▶ [TASK ITEM]: Find every line in the material below that contains the word "clicks", matching case exactly, and copy each of those lines in full.

▶ [SUPPLIED INFORMATION]:
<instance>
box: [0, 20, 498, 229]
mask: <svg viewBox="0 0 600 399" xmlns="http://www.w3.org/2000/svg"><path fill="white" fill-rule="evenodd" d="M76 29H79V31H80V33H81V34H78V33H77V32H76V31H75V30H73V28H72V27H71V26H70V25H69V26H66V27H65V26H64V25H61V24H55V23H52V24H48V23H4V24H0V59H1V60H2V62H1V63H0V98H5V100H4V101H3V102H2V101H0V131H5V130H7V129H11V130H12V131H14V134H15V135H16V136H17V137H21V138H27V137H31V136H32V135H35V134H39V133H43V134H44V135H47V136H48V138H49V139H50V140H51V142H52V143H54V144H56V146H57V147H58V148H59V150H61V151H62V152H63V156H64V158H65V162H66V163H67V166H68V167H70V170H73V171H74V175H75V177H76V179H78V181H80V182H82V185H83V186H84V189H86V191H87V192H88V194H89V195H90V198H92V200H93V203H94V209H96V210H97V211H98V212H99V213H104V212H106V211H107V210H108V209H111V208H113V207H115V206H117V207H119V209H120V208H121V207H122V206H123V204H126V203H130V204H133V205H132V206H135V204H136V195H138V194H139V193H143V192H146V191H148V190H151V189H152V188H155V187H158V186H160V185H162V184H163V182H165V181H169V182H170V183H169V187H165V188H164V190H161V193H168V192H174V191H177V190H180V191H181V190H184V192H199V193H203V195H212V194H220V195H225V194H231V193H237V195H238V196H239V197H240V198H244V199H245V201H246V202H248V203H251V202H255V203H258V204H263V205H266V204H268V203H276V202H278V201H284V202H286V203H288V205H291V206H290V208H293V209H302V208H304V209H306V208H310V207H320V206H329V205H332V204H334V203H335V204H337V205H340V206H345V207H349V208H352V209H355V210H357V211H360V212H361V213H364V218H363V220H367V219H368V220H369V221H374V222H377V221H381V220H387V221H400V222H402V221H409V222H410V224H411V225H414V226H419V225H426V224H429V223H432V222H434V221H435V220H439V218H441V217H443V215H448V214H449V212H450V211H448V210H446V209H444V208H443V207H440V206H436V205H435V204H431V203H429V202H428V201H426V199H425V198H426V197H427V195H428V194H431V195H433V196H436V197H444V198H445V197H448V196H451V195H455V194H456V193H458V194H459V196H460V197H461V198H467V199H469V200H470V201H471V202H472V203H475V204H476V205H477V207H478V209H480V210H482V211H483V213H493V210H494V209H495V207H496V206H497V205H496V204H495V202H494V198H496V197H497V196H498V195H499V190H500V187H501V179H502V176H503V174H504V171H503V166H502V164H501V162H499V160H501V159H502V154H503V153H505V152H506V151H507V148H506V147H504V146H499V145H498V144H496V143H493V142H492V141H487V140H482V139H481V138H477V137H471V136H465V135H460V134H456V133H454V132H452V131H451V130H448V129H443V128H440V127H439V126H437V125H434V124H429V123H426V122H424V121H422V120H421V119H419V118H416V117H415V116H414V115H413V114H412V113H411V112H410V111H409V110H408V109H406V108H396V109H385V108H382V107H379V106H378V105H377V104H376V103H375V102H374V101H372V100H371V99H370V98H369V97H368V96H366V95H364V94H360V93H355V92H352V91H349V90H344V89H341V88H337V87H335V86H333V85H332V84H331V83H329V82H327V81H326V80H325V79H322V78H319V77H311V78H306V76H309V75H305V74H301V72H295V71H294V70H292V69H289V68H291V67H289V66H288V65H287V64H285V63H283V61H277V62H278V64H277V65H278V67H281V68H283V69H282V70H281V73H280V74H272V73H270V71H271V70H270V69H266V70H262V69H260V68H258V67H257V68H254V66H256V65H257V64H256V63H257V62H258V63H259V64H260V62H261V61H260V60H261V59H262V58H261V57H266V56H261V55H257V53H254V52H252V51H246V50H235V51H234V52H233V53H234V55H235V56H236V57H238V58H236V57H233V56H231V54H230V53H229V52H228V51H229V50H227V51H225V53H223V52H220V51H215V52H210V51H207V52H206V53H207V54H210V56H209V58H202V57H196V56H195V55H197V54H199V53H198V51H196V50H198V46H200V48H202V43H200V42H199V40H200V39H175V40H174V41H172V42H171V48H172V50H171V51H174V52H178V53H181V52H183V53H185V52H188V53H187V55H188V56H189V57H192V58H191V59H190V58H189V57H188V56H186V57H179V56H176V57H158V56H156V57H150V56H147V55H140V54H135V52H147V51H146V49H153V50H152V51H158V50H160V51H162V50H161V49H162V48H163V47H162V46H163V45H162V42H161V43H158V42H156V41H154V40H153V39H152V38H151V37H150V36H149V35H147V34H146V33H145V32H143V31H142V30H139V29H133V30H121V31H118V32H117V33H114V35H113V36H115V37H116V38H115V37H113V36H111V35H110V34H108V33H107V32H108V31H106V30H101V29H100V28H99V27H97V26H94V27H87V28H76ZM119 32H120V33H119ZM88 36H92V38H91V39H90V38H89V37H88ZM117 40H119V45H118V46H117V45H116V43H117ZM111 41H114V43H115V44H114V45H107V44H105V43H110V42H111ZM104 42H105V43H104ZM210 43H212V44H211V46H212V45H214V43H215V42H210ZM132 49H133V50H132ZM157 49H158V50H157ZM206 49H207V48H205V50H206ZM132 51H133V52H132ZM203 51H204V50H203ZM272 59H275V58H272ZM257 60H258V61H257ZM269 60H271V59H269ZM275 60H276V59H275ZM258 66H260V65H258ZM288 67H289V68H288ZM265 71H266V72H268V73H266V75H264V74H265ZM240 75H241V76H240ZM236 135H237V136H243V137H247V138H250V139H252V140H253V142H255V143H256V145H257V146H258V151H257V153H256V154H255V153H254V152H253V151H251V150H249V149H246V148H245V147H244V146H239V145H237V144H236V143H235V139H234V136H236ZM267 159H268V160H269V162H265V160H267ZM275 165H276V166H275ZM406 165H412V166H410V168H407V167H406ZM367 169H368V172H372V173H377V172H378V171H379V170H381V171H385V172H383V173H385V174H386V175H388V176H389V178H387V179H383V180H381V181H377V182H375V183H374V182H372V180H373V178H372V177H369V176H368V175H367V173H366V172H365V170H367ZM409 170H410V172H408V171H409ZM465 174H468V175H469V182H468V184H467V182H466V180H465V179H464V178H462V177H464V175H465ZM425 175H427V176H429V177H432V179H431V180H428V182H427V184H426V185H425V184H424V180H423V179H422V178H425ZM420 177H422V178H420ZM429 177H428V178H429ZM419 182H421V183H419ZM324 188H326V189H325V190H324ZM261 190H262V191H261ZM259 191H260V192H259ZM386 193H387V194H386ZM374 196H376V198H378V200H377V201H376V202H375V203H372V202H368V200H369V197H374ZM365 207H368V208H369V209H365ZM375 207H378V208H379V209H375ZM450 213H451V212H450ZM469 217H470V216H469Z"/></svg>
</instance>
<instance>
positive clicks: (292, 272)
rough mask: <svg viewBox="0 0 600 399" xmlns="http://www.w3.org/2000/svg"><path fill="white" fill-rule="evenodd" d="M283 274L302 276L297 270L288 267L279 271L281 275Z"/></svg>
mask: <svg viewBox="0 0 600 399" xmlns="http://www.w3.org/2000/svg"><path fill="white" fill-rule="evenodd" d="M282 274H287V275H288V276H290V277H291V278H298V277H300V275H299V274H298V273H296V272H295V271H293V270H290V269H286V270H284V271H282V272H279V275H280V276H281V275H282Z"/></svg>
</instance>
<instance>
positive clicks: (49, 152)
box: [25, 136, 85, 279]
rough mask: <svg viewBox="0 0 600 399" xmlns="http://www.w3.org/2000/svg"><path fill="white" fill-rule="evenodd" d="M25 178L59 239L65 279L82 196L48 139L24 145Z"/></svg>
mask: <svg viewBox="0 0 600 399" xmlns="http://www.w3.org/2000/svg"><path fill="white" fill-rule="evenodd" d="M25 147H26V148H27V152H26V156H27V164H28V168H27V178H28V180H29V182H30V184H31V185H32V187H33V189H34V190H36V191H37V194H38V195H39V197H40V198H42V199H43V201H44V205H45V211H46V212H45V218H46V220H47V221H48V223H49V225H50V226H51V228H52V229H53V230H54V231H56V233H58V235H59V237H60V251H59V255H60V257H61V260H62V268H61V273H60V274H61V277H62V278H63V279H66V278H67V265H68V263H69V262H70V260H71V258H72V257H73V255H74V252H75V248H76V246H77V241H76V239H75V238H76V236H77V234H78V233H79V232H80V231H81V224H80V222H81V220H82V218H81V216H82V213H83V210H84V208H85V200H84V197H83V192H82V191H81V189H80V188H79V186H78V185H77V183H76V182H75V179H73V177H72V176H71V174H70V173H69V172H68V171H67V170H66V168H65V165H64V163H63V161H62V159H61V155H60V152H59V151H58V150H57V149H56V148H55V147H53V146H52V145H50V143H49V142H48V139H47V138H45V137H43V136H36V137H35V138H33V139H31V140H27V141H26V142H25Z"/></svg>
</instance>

▶ [WRITTEN REPLY]:
positive clicks: (292, 272)
positive clicks: (49, 152)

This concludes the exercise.